• [WORK TO DO]:
Please write out every line of the material from its start through the line containing "[390,263,399,276]", shifting each bounding-box coordinate by adding 118 to it.

• [MATERIAL PROVIDED]:
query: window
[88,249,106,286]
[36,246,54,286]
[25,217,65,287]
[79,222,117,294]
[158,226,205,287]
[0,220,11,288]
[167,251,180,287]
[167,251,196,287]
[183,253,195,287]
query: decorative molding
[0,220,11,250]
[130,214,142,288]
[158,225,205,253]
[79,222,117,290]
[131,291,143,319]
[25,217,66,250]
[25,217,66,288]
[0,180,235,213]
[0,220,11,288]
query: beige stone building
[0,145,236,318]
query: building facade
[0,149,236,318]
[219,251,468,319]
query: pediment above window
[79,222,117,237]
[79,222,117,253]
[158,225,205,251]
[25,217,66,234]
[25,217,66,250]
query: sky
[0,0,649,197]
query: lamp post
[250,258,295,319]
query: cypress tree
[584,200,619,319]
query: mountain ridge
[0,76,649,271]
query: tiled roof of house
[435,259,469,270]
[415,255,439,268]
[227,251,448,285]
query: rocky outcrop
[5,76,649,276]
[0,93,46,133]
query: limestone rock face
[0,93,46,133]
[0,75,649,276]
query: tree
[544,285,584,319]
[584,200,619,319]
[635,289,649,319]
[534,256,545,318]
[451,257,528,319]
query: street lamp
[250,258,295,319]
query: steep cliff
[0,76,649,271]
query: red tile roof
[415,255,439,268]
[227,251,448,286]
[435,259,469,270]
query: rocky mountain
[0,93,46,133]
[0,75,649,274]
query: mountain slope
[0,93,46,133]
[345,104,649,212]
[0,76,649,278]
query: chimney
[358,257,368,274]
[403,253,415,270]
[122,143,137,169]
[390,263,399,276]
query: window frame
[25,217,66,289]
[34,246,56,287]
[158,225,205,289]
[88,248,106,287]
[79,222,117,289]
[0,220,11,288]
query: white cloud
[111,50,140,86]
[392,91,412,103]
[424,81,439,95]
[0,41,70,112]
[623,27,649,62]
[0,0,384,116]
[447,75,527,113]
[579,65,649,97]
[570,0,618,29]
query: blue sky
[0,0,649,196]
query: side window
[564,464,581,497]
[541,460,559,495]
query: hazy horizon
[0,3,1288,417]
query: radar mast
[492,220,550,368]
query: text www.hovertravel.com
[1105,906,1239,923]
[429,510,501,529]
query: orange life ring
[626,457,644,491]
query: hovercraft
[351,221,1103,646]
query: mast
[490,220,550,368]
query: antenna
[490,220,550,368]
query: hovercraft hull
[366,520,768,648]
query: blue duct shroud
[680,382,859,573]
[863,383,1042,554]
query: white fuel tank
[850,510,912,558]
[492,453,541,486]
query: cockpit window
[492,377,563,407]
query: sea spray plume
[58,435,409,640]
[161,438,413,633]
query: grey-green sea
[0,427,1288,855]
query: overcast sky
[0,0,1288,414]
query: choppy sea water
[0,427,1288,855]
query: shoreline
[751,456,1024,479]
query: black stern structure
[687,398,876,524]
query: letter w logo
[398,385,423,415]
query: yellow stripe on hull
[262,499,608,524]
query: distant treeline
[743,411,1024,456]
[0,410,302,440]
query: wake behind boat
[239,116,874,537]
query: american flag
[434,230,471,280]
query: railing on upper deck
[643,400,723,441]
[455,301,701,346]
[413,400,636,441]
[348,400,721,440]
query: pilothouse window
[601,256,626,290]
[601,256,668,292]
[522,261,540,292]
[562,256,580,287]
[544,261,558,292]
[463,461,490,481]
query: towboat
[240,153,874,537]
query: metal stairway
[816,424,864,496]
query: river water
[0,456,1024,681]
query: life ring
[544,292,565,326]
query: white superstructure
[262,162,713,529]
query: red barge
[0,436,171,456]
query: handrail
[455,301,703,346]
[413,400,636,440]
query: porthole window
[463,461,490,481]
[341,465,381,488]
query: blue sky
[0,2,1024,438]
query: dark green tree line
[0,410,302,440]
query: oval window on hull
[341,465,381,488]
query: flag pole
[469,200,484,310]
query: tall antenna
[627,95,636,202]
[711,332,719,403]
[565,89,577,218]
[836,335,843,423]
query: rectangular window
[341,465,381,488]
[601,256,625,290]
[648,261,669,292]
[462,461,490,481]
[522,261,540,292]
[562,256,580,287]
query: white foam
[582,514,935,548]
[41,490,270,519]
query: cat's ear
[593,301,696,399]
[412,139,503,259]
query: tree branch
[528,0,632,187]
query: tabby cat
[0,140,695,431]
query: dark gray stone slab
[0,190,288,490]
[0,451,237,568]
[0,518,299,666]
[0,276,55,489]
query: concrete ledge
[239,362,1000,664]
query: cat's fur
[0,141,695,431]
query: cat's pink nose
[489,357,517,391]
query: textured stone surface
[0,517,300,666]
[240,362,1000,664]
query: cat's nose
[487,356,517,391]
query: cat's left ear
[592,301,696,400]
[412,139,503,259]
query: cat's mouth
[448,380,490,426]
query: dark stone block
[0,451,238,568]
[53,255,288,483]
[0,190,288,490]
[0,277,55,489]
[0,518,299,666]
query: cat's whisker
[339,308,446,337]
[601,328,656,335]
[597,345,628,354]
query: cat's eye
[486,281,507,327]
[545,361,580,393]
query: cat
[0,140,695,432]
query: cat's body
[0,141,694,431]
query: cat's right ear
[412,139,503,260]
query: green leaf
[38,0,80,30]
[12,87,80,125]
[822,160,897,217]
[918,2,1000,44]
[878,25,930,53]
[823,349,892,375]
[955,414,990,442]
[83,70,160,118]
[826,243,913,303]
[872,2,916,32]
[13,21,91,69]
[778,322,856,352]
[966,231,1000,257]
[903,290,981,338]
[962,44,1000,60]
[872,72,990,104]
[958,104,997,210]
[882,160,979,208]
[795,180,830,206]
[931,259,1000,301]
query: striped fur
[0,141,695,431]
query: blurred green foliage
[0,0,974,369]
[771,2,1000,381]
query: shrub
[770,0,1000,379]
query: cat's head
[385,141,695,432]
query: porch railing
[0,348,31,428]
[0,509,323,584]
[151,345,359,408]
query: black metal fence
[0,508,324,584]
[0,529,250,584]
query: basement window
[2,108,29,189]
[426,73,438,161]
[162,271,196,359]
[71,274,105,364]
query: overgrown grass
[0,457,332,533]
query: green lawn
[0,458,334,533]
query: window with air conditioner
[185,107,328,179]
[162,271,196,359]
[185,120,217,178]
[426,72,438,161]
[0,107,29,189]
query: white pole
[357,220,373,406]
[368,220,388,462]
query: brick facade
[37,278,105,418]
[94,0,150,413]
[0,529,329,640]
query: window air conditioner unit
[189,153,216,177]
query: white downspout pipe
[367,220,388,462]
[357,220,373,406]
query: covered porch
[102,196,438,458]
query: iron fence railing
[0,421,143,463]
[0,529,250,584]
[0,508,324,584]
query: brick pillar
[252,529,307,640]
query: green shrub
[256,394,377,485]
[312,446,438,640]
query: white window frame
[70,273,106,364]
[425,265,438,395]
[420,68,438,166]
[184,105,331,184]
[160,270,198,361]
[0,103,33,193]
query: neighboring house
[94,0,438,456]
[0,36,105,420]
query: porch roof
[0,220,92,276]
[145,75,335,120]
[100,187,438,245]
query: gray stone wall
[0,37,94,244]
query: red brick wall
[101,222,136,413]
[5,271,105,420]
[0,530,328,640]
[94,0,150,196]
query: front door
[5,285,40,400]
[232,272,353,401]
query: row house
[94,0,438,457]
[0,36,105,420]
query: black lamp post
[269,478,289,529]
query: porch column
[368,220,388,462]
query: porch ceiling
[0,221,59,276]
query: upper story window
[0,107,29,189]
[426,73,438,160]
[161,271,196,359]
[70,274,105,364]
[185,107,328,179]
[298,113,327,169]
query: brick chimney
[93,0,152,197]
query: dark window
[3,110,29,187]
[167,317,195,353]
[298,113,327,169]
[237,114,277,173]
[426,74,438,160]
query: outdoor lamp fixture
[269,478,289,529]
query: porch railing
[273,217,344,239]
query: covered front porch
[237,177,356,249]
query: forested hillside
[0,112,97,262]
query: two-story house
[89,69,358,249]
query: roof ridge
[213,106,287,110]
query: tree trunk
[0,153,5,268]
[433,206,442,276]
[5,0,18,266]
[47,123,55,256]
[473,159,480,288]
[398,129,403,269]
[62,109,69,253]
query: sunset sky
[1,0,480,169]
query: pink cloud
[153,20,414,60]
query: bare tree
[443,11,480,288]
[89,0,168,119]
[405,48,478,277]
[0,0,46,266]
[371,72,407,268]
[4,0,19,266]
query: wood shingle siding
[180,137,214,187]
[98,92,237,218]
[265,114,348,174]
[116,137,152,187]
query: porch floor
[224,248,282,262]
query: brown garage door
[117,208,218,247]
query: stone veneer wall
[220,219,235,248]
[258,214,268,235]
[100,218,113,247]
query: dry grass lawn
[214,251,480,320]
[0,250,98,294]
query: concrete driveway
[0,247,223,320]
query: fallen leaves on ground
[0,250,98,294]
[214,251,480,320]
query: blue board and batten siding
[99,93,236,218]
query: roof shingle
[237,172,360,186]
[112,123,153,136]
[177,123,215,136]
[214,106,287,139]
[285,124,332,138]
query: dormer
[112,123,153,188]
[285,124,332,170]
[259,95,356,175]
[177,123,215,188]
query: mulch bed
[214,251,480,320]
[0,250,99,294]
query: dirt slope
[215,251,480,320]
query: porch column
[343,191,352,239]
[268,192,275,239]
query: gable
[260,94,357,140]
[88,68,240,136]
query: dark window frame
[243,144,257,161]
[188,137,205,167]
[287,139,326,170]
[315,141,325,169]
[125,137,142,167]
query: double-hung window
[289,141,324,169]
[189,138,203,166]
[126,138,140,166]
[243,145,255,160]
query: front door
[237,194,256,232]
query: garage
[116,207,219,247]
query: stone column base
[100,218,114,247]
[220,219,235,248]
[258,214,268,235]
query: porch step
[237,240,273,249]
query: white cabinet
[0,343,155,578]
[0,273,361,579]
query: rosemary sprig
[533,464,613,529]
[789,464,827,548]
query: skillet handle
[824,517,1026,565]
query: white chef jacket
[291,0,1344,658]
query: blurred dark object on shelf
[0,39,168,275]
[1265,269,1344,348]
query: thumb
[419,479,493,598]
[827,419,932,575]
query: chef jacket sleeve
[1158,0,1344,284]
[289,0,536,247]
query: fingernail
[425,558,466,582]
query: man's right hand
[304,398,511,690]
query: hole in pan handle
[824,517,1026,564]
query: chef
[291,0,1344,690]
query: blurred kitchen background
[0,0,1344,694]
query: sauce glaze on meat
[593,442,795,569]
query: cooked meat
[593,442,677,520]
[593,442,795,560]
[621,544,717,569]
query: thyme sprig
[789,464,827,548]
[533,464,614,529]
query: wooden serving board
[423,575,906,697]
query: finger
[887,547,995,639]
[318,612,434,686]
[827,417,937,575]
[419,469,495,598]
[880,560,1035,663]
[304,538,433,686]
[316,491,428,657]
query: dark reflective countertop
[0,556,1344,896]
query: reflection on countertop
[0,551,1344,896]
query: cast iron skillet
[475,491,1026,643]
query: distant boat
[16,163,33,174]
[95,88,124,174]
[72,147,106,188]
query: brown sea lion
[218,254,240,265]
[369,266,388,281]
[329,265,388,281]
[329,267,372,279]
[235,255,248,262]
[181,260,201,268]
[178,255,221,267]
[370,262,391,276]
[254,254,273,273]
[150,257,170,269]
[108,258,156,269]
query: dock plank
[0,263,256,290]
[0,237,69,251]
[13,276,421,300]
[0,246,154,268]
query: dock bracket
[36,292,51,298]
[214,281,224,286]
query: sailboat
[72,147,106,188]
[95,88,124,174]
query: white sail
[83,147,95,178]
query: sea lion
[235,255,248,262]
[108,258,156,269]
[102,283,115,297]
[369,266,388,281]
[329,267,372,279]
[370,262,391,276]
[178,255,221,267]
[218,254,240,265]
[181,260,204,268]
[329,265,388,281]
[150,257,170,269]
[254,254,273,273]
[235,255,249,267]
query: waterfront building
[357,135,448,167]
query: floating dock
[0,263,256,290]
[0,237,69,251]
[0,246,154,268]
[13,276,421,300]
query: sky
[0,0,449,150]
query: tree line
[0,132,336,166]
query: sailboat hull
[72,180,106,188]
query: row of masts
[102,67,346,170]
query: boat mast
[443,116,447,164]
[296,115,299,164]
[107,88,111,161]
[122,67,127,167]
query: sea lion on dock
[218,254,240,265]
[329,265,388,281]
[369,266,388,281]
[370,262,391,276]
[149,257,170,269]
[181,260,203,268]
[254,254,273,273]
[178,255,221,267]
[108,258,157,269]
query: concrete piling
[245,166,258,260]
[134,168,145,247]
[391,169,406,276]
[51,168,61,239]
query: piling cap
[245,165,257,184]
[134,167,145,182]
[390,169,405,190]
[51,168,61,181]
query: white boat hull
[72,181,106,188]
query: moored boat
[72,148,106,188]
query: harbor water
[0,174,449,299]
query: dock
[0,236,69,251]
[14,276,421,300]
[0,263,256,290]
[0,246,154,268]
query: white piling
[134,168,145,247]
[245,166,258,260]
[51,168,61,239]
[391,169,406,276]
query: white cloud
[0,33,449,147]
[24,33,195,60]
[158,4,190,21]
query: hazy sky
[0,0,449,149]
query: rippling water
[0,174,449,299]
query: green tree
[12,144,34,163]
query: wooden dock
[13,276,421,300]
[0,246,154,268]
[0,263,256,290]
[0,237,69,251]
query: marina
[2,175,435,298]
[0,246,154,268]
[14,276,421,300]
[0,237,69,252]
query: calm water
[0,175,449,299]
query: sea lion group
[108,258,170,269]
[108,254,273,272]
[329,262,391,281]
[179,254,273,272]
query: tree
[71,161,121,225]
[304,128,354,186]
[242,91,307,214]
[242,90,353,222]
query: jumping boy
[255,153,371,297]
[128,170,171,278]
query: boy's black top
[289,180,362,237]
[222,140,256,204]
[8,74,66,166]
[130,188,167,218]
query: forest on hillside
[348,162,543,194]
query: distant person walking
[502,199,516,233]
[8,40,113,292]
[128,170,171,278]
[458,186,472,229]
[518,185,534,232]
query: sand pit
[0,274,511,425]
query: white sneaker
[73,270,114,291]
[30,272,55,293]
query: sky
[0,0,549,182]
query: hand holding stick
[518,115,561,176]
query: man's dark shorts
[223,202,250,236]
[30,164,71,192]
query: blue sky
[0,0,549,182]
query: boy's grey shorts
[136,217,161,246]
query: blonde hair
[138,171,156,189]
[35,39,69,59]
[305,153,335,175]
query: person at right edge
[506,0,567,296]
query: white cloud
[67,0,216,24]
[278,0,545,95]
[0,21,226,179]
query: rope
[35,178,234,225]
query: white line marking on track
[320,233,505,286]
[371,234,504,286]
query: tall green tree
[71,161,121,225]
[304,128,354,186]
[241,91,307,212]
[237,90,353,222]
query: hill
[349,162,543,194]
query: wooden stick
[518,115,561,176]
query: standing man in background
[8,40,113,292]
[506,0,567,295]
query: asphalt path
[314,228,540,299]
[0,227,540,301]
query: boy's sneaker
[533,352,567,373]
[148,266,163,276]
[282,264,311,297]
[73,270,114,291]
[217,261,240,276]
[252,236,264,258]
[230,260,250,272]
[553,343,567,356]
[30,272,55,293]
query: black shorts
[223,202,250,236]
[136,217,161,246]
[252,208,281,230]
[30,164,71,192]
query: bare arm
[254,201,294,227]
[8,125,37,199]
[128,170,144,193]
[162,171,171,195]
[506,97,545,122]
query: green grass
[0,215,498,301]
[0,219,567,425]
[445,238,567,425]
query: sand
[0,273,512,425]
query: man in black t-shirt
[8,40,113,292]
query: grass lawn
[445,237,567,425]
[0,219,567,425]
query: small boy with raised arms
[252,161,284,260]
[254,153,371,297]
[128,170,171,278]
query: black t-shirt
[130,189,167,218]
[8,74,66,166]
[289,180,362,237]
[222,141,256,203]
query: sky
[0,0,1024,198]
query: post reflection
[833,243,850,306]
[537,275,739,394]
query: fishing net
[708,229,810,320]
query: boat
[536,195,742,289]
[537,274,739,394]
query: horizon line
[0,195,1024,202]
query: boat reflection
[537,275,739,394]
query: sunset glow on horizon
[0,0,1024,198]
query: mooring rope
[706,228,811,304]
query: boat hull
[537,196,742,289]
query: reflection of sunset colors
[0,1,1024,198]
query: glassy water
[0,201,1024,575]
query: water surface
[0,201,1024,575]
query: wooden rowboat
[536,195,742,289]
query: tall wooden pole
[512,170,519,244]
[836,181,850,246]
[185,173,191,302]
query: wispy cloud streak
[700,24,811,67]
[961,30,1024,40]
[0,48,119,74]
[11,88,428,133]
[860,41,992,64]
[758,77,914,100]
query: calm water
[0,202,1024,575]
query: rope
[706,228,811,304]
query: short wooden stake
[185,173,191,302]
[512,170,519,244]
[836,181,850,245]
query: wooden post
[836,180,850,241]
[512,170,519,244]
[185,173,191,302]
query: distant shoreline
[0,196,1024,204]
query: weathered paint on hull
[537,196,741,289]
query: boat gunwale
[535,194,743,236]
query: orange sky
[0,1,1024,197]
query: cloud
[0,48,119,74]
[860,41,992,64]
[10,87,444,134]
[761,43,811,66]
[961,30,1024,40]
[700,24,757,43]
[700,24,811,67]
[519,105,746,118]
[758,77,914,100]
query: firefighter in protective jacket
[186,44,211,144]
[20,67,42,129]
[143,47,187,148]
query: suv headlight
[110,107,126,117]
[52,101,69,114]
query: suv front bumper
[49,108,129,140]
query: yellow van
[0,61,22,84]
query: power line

• [EXERCISE OUTPUT]:
query: window
[206,367,224,404]
[154,364,172,404]
[143,335,183,405]
[197,340,235,412]
[276,344,323,405]
[118,338,129,406]
[285,369,298,405]
[285,369,314,405]
[301,371,313,405]
query: decorative molding
[118,338,129,368]
[248,332,260,406]
[276,343,323,371]
[197,340,235,408]
[249,409,261,437]
[143,335,184,368]
[143,335,184,406]
[118,298,353,331]
[118,338,129,406]
query: beige stone building
[118,263,354,436]
query: building facade
[118,267,354,436]
[337,369,586,437]
query: pediment above window
[197,340,235,355]
[197,340,235,371]
[276,343,323,369]
[143,335,184,352]
[143,335,184,368]
query: sky
[118,118,767,315]
query: lamp post
[368,376,413,437]
query: cypress tree
[702,318,737,437]
query: mountain ridge
[118,194,767,389]
query: tiled roof of house
[553,377,587,388]
[533,373,557,386]
[345,369,566,403]
query: rocky outcrop
[123,194,767,394]
[118,211,164,251]
query: limestone rock face
[118,211,164,251]
[118,193,767,394]
query: tree
[662,403,702,437]
[702,318,737,437]
[753,407,767,437]
[652,374,663,436]
[569,375,646,437]
query: street lamp
[368,376,413,437]
query: steep cliff
[118,194,767,389]
query: red tile roof
[533,373,557,386]
[345,369,566,404]
[553,377,587,388]
query: rocky mountain
[118,211,164,251]
[118,193,767,392]
query: mountain slope
[118,211,164,251]
[463,222,767,330]
[118,194,767,396]
query: chimney
[476,375,486,392]
[521,371,533,388]
[240,261,255,287]
[508,381,517,394]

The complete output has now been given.